**Consigne écrite a**
Répondez à ces questions sur la liste d'œuvres ci-dessous.
(i) Quel compositeur a écrit « The Witch of Atlas » ?
(ii) De quelles collines « Blackdown » de William Alwyn est-il le poème symphonique ?
(iii) Quel chef est nommé avec le BBC National Orchestra of Wales ?

Frederic Austin : Spring. Symphonic Rhapsody
William Alwyn : Blackdown. A tone poem from the Surrey Hills
Granville Bantock : The Witch of Atlas (after Shelley). Tone Poem n° 5 for orchestra
Ivor Gurney : A Gloucestershire Rhapsody for orchestra
Henry Balfour Gardiner : A Berkshire Idyll, for small orchestra
Ralph Vaughan Williams : The Solent. Impression for orchestra BBC National Orchestra of Wales, Rumon Gamba (direction)

**Données fournies**
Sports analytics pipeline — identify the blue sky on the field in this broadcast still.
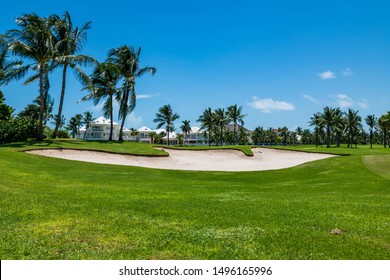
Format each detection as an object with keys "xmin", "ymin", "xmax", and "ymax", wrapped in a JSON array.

==

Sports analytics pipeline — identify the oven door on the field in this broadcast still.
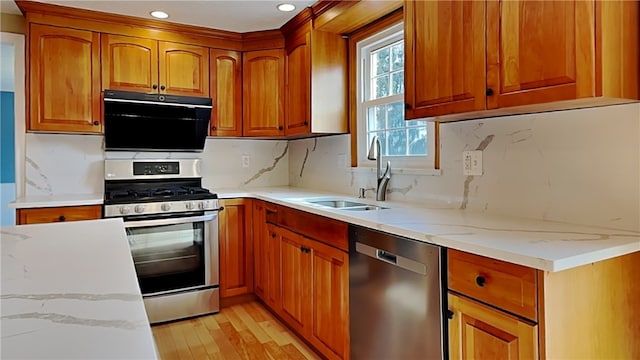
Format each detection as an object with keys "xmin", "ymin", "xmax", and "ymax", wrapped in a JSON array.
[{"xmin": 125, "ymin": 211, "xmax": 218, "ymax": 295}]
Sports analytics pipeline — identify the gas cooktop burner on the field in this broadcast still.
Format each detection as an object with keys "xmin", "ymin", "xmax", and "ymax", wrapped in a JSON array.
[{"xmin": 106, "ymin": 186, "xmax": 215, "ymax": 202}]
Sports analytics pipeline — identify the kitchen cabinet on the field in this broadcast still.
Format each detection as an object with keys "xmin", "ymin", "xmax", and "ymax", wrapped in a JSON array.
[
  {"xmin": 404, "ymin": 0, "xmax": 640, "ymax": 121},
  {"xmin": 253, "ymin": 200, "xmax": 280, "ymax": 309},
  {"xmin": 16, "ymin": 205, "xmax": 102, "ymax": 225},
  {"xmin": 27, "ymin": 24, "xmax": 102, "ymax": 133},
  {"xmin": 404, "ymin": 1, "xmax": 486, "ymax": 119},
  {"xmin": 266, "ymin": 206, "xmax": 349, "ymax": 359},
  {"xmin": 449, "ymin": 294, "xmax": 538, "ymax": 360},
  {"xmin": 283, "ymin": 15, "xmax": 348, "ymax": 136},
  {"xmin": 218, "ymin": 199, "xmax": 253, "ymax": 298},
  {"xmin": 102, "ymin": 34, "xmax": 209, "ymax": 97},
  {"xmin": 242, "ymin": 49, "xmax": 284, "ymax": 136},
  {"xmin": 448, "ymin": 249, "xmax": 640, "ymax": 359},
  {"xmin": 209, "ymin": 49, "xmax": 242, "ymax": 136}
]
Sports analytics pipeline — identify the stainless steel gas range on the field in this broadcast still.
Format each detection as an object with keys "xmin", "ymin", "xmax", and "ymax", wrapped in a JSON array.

**Consigne écrite b**
Sélectionnez chaque ligne du listing ci-dessus où figure le mot « this ».

**Réponse a**
(i) Granville Bantock
(ii) Les Surrey Hills
(iii) Rumon Gamba

**Réponse b**
Sports analytics pipeline — identify the blue sky on the field in this broadcast still.
Sports analytics pipeline — identify the oven door on the field in this broadcast still.
Sports analytics pipeline — identify the gas cooktop burner on the field in this broadcast still.
Sports analytics pipeline — identify the kitchen cabinet on the field in this broadcast still.
Sports analytics pipeline — identify the stainless steel gas range on the field in this broadcast still.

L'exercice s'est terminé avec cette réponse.